What is being asked —
Retype each of the entries below word for word, leaving out the pictures.

==============================

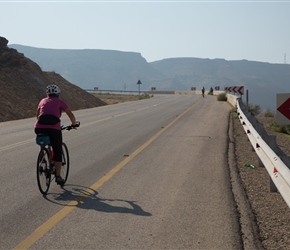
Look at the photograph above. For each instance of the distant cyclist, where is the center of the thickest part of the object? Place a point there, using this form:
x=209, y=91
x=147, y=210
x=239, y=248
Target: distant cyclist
x=202, y=91
x=48, y=122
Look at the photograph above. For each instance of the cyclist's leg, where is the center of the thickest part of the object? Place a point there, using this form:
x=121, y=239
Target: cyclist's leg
x=56, y=143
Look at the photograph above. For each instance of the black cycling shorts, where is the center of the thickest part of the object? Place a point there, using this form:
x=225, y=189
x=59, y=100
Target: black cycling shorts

==============================

In response —
Look at the photograph above. For each instance of the distant cyclist, where is the center of the thickest part of the object? Place a point there, using this form:
x=209, y=91
x=147, y=210
x=239, y=248
Target: distant cyclist
x=202, y=91
x=48, y=122
Look at the photograph above. For each instance of the cyclist's leg, where is the center of the thickest part of the object? Place a point there, using this form:
x=121, y=239
Target: cyclist's leg
x=56, y=143
Look at the photograph above. For each instance of the black cycling shorts, where is the center of the thickest part of the object? Place a point there, using this form:
x=225, y=189
x=59, y=100
Target: black cycling shorts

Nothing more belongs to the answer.